■ Task set
A: Answer these questions using the earnings call excerpt:
(i) What rating did Moody's assign in May?
(ii) When is the next $50 million debt maturity due?
(iii) Who asks the first question, and from which firm?
B: Extract the passage of the earnings call excerpt starting at "We ended the" and ending at "November of 2023.".
C: Extend the earnings call excerpt by continuing it past its last sentence.

■ Excerpted text

#####

Net debt to EBITDA for the quarter was 5.7 times. Pro forma for settling and deploying the remaining equity forwards, we estimate our leverage is 5.6 times and well within our range of 5.5 times to 6 times for our leverage target. In May, we received a second investment grade rating of Baa3 from Moody's in addition to the upgrade in Q1 from Fitch to BBB flat. This second rating allows us to decrease the credit margin on our existing term loans and our revolver by 25 basis points. This will lead to at least $1 million in annual interest expense savings on the term loan, incremental savings when we use the revolver and will benefit future private note and bond offerings.
We ended the second quarter with over $267 million of liquidity, comprising $70 million of cash and full availability on our $250 million revolver. We remain focused on maintaining a conservative balance sheet, extending and layering our debt maturities, and thinking thoughtfully about our repayment obligations. Our next debt maturity of $50 million is not due until November of 2023.
And with that, I'll turn it back over to Sam for investor Q&A
Thank you. [Operator Instructions] Our first question comes from Sheila McGrath of Evercore. Sheila, your line is now open. Please go ahead.
Yes. Good morning. Bill, I was wondering if you could help us understand the differential on cap rates on acquisitions versus the assets sold. I see the acquisitions lease term was like just under six years and the assets sold was 12 years. Would you say that a lot of the differential in cap rate is driven by the remaining lease term?

#####

■ Dataset excerpts
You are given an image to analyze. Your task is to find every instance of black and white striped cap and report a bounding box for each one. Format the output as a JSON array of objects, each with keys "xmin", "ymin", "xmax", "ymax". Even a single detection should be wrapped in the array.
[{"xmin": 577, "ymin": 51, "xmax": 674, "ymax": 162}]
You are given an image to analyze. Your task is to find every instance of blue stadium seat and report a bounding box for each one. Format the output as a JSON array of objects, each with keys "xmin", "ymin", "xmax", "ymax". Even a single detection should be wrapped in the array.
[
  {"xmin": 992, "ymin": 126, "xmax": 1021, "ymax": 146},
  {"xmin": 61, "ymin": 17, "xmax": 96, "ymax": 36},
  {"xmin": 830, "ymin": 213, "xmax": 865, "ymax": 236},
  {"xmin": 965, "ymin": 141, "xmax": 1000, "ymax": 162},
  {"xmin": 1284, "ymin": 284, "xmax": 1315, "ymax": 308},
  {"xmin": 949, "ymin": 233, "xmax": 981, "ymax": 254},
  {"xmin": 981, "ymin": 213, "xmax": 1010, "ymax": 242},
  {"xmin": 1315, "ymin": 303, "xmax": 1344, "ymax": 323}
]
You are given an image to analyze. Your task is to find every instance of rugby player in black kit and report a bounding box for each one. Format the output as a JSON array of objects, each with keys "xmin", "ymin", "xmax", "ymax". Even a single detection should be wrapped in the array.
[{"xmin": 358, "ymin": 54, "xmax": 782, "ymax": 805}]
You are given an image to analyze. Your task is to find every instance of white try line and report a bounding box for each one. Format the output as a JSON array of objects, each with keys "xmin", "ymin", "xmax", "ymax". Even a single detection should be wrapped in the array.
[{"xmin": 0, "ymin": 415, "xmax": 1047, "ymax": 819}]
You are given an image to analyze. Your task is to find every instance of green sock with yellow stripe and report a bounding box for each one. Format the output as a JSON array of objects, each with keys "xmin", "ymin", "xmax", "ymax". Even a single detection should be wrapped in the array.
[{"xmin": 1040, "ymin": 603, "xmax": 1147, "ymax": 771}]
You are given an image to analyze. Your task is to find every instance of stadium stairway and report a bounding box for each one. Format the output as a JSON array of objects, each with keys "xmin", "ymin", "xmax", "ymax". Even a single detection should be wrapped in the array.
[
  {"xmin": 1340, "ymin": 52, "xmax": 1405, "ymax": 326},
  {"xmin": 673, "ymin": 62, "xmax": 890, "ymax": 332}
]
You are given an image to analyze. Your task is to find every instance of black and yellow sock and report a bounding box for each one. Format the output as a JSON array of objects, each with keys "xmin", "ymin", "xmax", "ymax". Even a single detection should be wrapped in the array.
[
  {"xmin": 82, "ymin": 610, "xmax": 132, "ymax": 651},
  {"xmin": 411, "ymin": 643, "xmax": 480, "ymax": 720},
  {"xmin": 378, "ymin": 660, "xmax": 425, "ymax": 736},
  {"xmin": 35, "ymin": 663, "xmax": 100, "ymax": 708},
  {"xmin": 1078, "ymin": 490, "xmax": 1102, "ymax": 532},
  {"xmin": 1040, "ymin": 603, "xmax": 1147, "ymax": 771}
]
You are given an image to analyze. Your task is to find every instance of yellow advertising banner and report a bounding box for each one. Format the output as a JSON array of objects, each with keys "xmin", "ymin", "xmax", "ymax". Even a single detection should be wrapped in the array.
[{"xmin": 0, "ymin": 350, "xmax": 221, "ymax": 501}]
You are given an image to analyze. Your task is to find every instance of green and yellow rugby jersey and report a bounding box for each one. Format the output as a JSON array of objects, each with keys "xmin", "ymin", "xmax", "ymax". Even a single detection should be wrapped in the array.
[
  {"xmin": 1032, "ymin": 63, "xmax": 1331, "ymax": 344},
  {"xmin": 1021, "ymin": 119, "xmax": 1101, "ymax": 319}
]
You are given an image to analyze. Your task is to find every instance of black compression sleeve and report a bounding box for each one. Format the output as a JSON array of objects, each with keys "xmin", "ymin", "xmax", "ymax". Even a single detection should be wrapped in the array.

#####

■ Results in order
A:
(i) Baa3
(ii) November of 2023
(iii) Sheila McGrath of Evercore

B:
We ended the second quarter with over $267 million of liquidity, comprising $70 million of cash and full availability on our $250 million revolver. We remain focused on maintaining a conservative balance sheet, extending and layering our debt maturities, and thinking thoughtfully about our repayment obligations. Our next debt maturity of $50 million is not due until November of 2023.

C:
I think, Sheila, there is some of that. But what I would say is, the assets that we sold -- we are relatively reactive, we don't sell many assets. We get incoming inquiries, we only accept those at very strong pricing. And then what we've been purchasing have had moderate lease terms, but we score the properties holistically and they scored quite well, because the rents are low. In many cases, they are ground leases and they have good corporate credit.
Okay, great. And then on the PREIT and the other outparcel transaction that you mentioned. Are most of those ground leases, are they improvement?
Yeah. They're mostly ground leases.
Okay. Great. I guess last question for -- Okay, sorry. Go ahead.
Sheila, so much about these outparcel transactions is the low rents and they are corporate-operated tenants. So we look on those very favorably.
Okay, great. And then on -- this one is for Gerry. On the investment grade rating, that helps the pricing of the line of credit, I believe, and maybe the term loan. Can you provide a little bit more detail on interest savings and did you get any benefit of that in 2Q?
Great. Thanks, Sheila. Yes, we get -- with the second rating and with the BBB flat rating from Fitch, we qualify on a pricing grid that reduced our margin on all of our term loans by 25 basis points and also the revolver. We've started to benefit from that roughly in the middle of the second quarter on our term loans. We didn't have any usage on our revolver in the second quarter. And so, you'll see that continued benefit on the $400 million of term loans for all of the third quarter and beyond.
Okay. Thank you.
Thank you, Sheila.
Our next question comes from Anthony Paolone from JP Morgan. Anthony, your line is now open. Please go ahead.
Great. Thanks. I guess, Patrick, you mentioned some cap rate movement in the last few months. Would you be able to put maybe some brackets or numbers, and maybe by product type kind of what the order of magnitude has been? And also, maybe if you think that's -- we're done or there is more to go there?
Yeah, sure. I think it's hard to place an exact amount because there are so many variables, as Bill was alluding to earlier. Certainly, you could be comfortable saying 15 basis points, maybe 20 basis points. But I think there is more of a dynamic of what this allows us to do from a quality filtering perspective and making sure that we can be even more stringent in what we're introducing to the portfolio versus just taking incremental 10 basis points or 15 basis points.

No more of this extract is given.